BEGIN RECORDS SHOWN
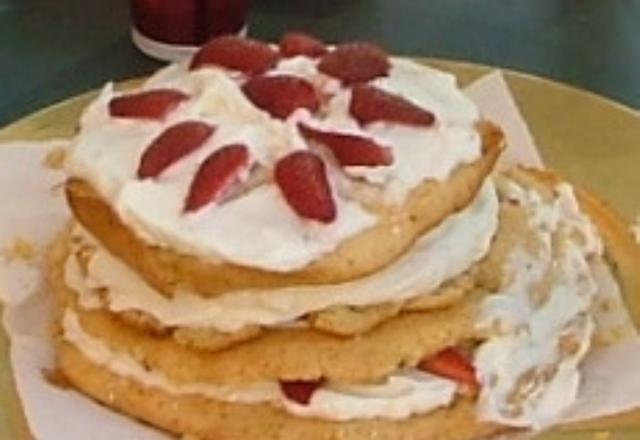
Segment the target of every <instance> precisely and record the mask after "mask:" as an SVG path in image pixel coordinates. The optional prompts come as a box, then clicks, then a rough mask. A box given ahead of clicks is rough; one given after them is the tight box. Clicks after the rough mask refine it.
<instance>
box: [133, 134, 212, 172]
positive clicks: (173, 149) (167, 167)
mask: <svg viewBox="0 0 640 440" xmlns="http://www.w3.org/2000/svg"><path fill="white" fill-rule="evenodd" d="M214 131H215V128H214V127H212V126H211V125H209V124H205V123H204V122H200V121H185V122H180V123H178V124H176V125H172V126H171V127H169V128H167V129H166V130H165V131H164V132H162V134H160V136H158V137H157V138H155V139H154V140H153V142H151V145H149V147H148V148H147V149H146V150H145V152H144V154H143V155H142V158H141V159H140V165H139V167H138V177H139V178H141V179H146V178H149V177H157V176H159V175H160V174H161V173H162V172H163V171H164V170H166V169H167V168H169V167H170V166H171V165H173V164H174V163H175V162H177V161H178V160H180V159H182V158H183V157H184V156H186V155H187V154H189V153H191V152H192V151H195V150H197V149H198V148H200V147H201V146H202V145H203V144H204V143H205V142H206V141H207V139H209V138H210V137H211V135H212V134H213V133H214Z"/></svg>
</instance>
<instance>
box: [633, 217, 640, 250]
mask: <svg viewBox="0 0 640 440" xmlns="http://www.w3.org/2000/svg"><path fill="white" fill-rule="evenodd" d="M631 233H632V234H633V237H634V238H635V239H636V242H637V243H638V244H640V214H639V215H638V216H637V217H636V221H635V222H634V223H633V224H632V225H631Z"/></svg>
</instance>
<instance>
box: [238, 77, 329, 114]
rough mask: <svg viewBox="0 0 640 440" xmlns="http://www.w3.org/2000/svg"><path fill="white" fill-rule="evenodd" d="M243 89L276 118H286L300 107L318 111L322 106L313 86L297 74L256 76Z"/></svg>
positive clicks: (245, 93)
mask: <svg viewBox="0 0 640 440" xmlns="http://www.w3.org/2000/svg"><path fill="white" fill-rule="evenodd" d="M242 90H243V92H244V94H245V95H246V96H247V98H249V100H250V101H251V102H253V103H254V104H255V106H256V107H259V108H261V109H262V110H264V111H266V112H269V113H270V114H271V116H273V117H275V118H280V119H286V118H288V117H289V115H290V114H291V113H293V112H294V111H295V110H296V109H298V108H306V109H309V110H310V111H311V112H316V111H317V110H318V108H319V107H320V101H319V100H318V96H317V94H316V91H315V89H314V88H313V86H312V85H311V84H310V83H309V82H308V81H306V80H304V79H302V78H298V77H296V76H290V75H277V76H256V77H253V78H251V79H250V80H249V81H247V82H246V83H245V84H244V85H243V86H242Z"/></svg>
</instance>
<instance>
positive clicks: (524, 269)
mask: <svg viewBox="0 0 640 440" xmlns="http://www.w3.org/2000/svg"><path fill="white" fill-rule="evenodd" d="M503 192H504V194H501V195H502V197H503V198H506V199H507V200H509V201H510V203H515V204H518V205H520V206H523V207H524V208H525V210H526V212H527V216H528V223H529V226H530V228H531V229H532V230H533V231H535V241H536V243H537V244H536V245H535V246H534V247H533V248H532V247H531V246H529V247H527V246H524V244H523V245H522V246H520V247H516V248H515V250H514V251H512V252H511V254H510V255H509V256H508V259H507V262H506V266H507V267H506V268H505V269H506V270H505V275H504V278H505V279H504V280H503V286H502V287H501V290H500V292H499V293H498V294H496V295H492V296H490V297H489V298H488V299H486V300H485V303H484V304H483V310H482V314H481V317H480V319H479V322H478V325H479V327H480V328H482V329H484V330H487V331H489V332H490V334H492V336H491V337H490V338H489V340H488V341H487V342H486V343H484V344H483V345H481V346H480V347H479V349H478V350H477V352H476V355H475V362H474V363H475V365H476V368H477V371H478V375H479V377H480V380H481V381H482V383H483V388H482V391H481V393H480V398H479V415H480V417H481V418H482V419H485V420H491V421H495V422H499V423H502V424H505V425H510V426H517V427H534V428H542V427H545V426H548V425H550V424H552V423H554V422H556V421H557V420H558V419H559V417H560V416H561V415H562V412H563V411H564V410H565V409H566V408H568V407H569V406H570V405H571V404H572V403H573V402H574V401H575V399H576V395H577V391H578V387H579V384H580V372H579V369H578V367H579V364H580V362H581V361H582V359H583V358H584V356H585V354H586V352H587V351H588V349H589V347H590V344H591V337H592V334H593V330H594V322H593V317H592V304H593V301H594V296H595V295H596V293H597V291H598V284H597V281H596V278H595V277H594V273H593V271H592V265H591V261H592V260H596V259H600V258H601V257H600V256H601V255H602V252H603V249H602V242H601V239H600V237H599V235H598V232H597V230H596V228H595V227H594V225H593V224H591V222H590V221H589V219H588V218H587V217H586V215H585V214H583V213H582V212H581V211H580V208H579V206H578V204H577V201H576V199H575V196H574V193H573V189H572V187H571V186H569V185H567V184H560V185H558V186H556V187H555V189H554V192H555V195H554V197H553V199H552V200H545V199H544V198H543V197H542V196H541V194H540V193H538V192H537V191H535V190H533V189H528V188H525V187H523V186H520V185H519V184H517V183H516V182H514V181H510V182H508V184H507V185H506V189H504V188H503ZM605 287H606V286H605Z"/></svg>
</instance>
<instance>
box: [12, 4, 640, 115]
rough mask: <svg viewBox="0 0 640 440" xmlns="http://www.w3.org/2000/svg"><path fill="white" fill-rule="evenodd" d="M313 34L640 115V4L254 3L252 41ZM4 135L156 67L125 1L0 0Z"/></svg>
mask: <svg viewBox="0 0 640 440" xmlns="http://www.w3.org/2000/svg"><path fill="white" fill-rule="evenodd" d="M291 28H298V29H305V30H308V31H311V32H313V33H315V34H317V35H318V36H320V37H322V38H325V39H327V40H329V41H331V40H336V41H339V40H345V39H365V40H372V41H376V42H379V43H380V44H383V45H384V46H386V47H388V48H389V49H390V50H392V51H395V52H397V53H401V54H411V55H423V56H430V57H439V58H448V59H457V60H467V61H473V62H478V63H482V64H489V65H495V66H503V67H508V68H511V69H515V70H520V71H526V72H530V73H534V74H537V75H540V76H545V77H549V78H552V79H555V80H559V81H562V82H567V83H570V84H573V85H576V86H578V87H581V88H585V89H588V90H591V91H593V92H596V93H599V94H603V95H605V96H608V97H610V98H613V99H616V100H618V101H621V102H623V103H625V104H627V105H629V106H631V107H633V108H638V107H640V0H254V8H253V11H252V14H251V17H250V33H251V34H252V35H254V36H256V37H260V38H266V39H277V38H278V37H279V36H280V35H281V34H282V33H283V32H284V31H285V30H287V29H291ZM0 60H2V61H0V86H1V87H2V91H1V95H0V96H1V98H0V126H2V125H5V124H6V123H8V122H10V121H11V120H14V119H16V118H18V117H20V116H23V115H26V114H28V113H31V112H33V111H34V110H36V109H38V108H40V107H42V106H45V105H48V104H51V103H53V102H56V101H58V100H60V99H62V98H65V97H68V96H71V95H75V94H77V93H80V92H82V91H86V90H89V89H93V88H95V87H97V86H99V85H100V84H101V83H103V82H105V81H107V80H109V79H123V78H128V77H133V76H139V75H142V74H145V73H148V72H150V71H152V70H153V69H155V68H156V67H157V66H158V65H159V64H157V63H155V62H153V61H151V60H149V59H147V58H145V57H144V56H143V55H141V54H140V53H139V52H137V51H136V49H135V48H134V47H133V46H132V44H131V42H130V38H129V11H128V1H126V0H0Z"/></svg>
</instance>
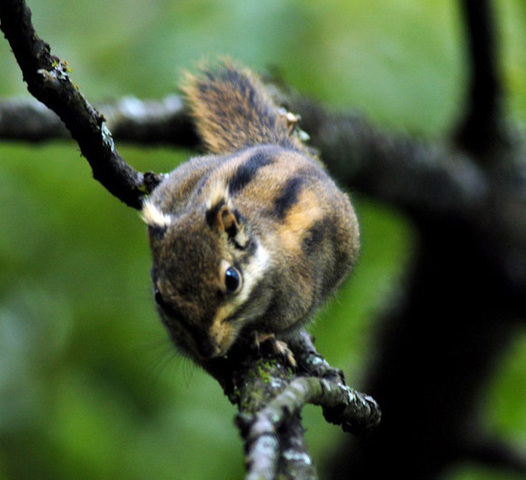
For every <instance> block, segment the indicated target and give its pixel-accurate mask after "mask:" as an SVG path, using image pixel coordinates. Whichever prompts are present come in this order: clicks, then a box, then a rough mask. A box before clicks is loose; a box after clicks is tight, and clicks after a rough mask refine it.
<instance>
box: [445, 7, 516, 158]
mask: <svg viewBox="0 0 526 480" xmlns="http://www.w3.org/2000/svg"><path fill="white" fill-rule="evenodd" d="M460 6H461V11H462V14H463V17H464V25H465V30H466V38H467V51H468V64H469V70H468V93H467V96H466V105H465V114H464V117H463V118H462V119H461V121H460V122H459V125H458V127H457V131H456V134H455V140H456V141H457V143H458V145H459V146H461V147H462V148H464V149H465V150H466V151H469V152H473V153H474V154H476V155H477V158H479V159H480V160H481V161H482V162H484V163H485V162H486V161H487V159H488V158H489V156H488V155H487V152H488V150H489V151H491V150H493V149H496V148H499V147H501V146H506V145H509V143H510V142H511V138H510V134H509V130H507V129H506V126H505V125H504V123H505V122H504V108H503V102H502V82H501V79H500V71H499V62H498V55H497V39H496V37H497V35H496V33H495V29H496V22H495V21H494V15H493V11H492V5H491V2H490V1H489V0H462V1H461V2H460Z"/></svg>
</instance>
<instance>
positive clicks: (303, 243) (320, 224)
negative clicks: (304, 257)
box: [301, 217, 329, 255]
mask: <svg viewBox="0 0 526 480" xmlns="http://www.w3.org/2000/svg"><path fill="white" fill-rule="evenodd" d="M328 228H329V222H328V218H327V217H325V218H322V219H321V220H317V221H316V222H314V224H313V225H312V226H311V227H310V228H309V229H308V230H307V233H306V234H305V236H304V237H303V241H302V245H301V247H302V250H303V253H304V254H305V255H312V254H313V253H314V252H315V251H316V250H318V249H319V247H320V246H322V243H323V242H324V240H325V237H326V232H327V230H328Z"/></svg>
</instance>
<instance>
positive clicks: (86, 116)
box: [0, 0, 157, 208]
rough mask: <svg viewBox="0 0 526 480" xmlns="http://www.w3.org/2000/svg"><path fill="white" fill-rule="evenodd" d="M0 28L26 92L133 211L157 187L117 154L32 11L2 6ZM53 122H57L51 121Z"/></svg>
mask: <svg viewBox="0 0 526 480" xmlns="http://www.w3.org/2000/svg"><path fill="white" fill-rule="evenodd" d="M0 28H1V29H2V31H3V32H4V35H5V37H6V39H7V40H8V41H9V44H10V45H11V49H12V50H13V54H14V55H15V57H16V60H17V62H18V64H19V66H20V68H21V70H22V75H23V78H24V80H25V82H26V83H27V87H28V90H29V92H30V93H31V94H32V95H33V96H34V97H35V98H36V99H38V100H39V101H41V102H42V103H43V104H45V105H46V106H47V107H49V108H50V109H51V110H53V111H54V112H55V113H56V114H57V115H58V116H59V117H60V119H61V120H62V122H64V124H65V126H66V128H67V129H68V130H69V131H70V133H71V136H72V137H73V138H74V139H75V141H76V142H77V143H78V145H79V147H80V150H81V152H82V154H83V155H84V156H85V157H86V159H87V160H88V162H89V163H90V165H91V168H92V170H93V176H94V177H95V178H96V179H97V180H98V181H99V182H101V183H102V184H103V185H104V187H105V188H106V189H107V190H108V191H110V192H111V193H112V194H113V195H115V196H116V197H117V198H119V199H120V200H122V201H123V202H125V203H126V204H127V205H129V206H132V207H134V208H140V207H141V199H142V197H143V196H144V194H145V193H147V192H148V191H149V190H150V189H151V188H152V187H153V186H154V185H155V184H156V182H157V181H156V177H155V175H153V174H150V175H148V176H143V175H142V174H141V173H139V172H137V171H135V170H134V169H133V168H131V167H130V166H129V165H128V164H127V163H126V162H125V161H124V160H123V159H122V158H121V157H120V155H119V154H118V152H117V149H116V148H115V144H114V141H113V138H112V135H111V133H110V131H109V129H108V127H107V125H106V123H105V121H104V117H102V115H100V114H99V113H98V112H97V111H96V110H95V109H94V108H93V107H92V106H91V105H90V104H89V103H88V102H87V100H86V99H85V98H84V96H83V95H82V94H81V93H80V91H79V90H78V87H77V86H76V85H75V84H74V83H73V82H72V81H71V80H70V78H69V67H68V65H67V64H66V63H65V62H63V61H61V60H60V59H59V58H57V57H55V56H54V55H52V54H51V52H50V48H49V45H48V44H47V43H46V42H44V41H43V40H41V39H40V38H39V37H38V35H37V34H36V32H35V29H34V28H33V25H32V23H31V11H30V10H29V8H28V7H27V6H26V5H25V3H24V2H23V1H22V0H18V1H17V0H1V1H0ZM54 121H55V122H56V120H54Z"/></svg>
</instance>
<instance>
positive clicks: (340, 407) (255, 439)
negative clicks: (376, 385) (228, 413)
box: [203, 332, 381, 480]
mask: <svg viewBox="0 0 526 480" xmlns="http://www.w3.org/2000/svg"><path fill="white" fill-rule="evenodd" d="M290 346H291V348H292V349H293V351H294V356H295V358H296V360H297V362H298V368H297V371H292V370H291V369H290V368H288V367H287V363H286V362H285V361H283V360H282V359H280V358H277V357H276V354H275V352H273V351H272V349H271V348H269V345H267V344H266V343H263V344H262V345H261V347H260V350H258V351H256V350H255V349H254V348H253V347H252V346H251V345H250V344H248V342H247V343H243V344H241V343H239V344H236V345H235V346H234V348H233V349H232V351H231V352H229V355H228V358H222V359H216V360H213V361H210V362H208V363H206V364H205V365H203V366H204V368H205V369H206V370H207V371H208V372H209V373H210V374H211V375H212V376H213V377H214V378H215V379H216V380H217V381H218V382H219V383H220V384H221V386H222V387H223V389H224V391H225V393H226V395H227V396H228V398H229V399H230V401H231V402H232V403H233V404H235V405H237V406H238V408H239V414H238V417H237V425H238V427H239V429H240V431H241V436H242V438H243V440H244V442H245V452H246V464H247V477H246V478H247V480H248V479H251V480H252V479H254V480H255V479H257V478H262V479H268V480H270V479H274V478H284V479H285V478H286V479H291V480H292V479H297V478H301V479H313V480H314V479H315V478H317V474H316V470H315V468H314V465H313V462H312V459H311V457H310V453H309V451H308V447H307V444H306V441H305V436H304V429H303V427H302V425H301V416H300V414H301V410H302V409H303V407H304V406H305V405H306V404H308V403H311V404H314V405H319V406H321V407H322V408H323V411H324V414H325V417H326V419H327V420H328V421H329V422H331V423H334V424H337V425H341V426H342V428H343V429H344V430H345V431H350V432H353V433H357V434H361V433H363V432H366V431H368V430H370V429H372V428H374V427H375V426H376V425H378V423H379V421H380V417H381V413H380V409H379V407H378V405H377V404H376V402H375V401H374V400H373V399H372V398H371V397H369V396H367V395H364V394H362V393H359V392H357V391H356V390H354V389H351V388H349V387H347V386H346V385H345V383H344V380H343V375H342V374H341V372H340V371H339V370H337V369H334V368H333V367H331V366H330V365H329V364H328V363H327V362H326V361H325V359H324V358H323V357H322V356H321V355H320V354H319V353H318V352H317V351H316V349H315V348H314V346H313V344H312V340H311V338H310V336H309V335H308V334H307V333H306V332H302V334H301V335H300V337H299V338H298V340H297V341H295V342H293V343H291V344H290Z"/></svg>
END RECORDS SHOWN
After dropping the pictures, reproduce exactly the lines from the first line of the entries through the line containing "box: [133, 134, 212, 172]", both included.

Segment the target of every <instance> precisely and record the mask after "mask:" as an SVG path in image pixel coordinates. The optional prompts come as a box, then clicks, then a rough mask. A box given ahead of clicks is rough; one given after them is the tight box. Clicks after the rough mask refine it.
<instance>
box: [133, 134, 212, 172]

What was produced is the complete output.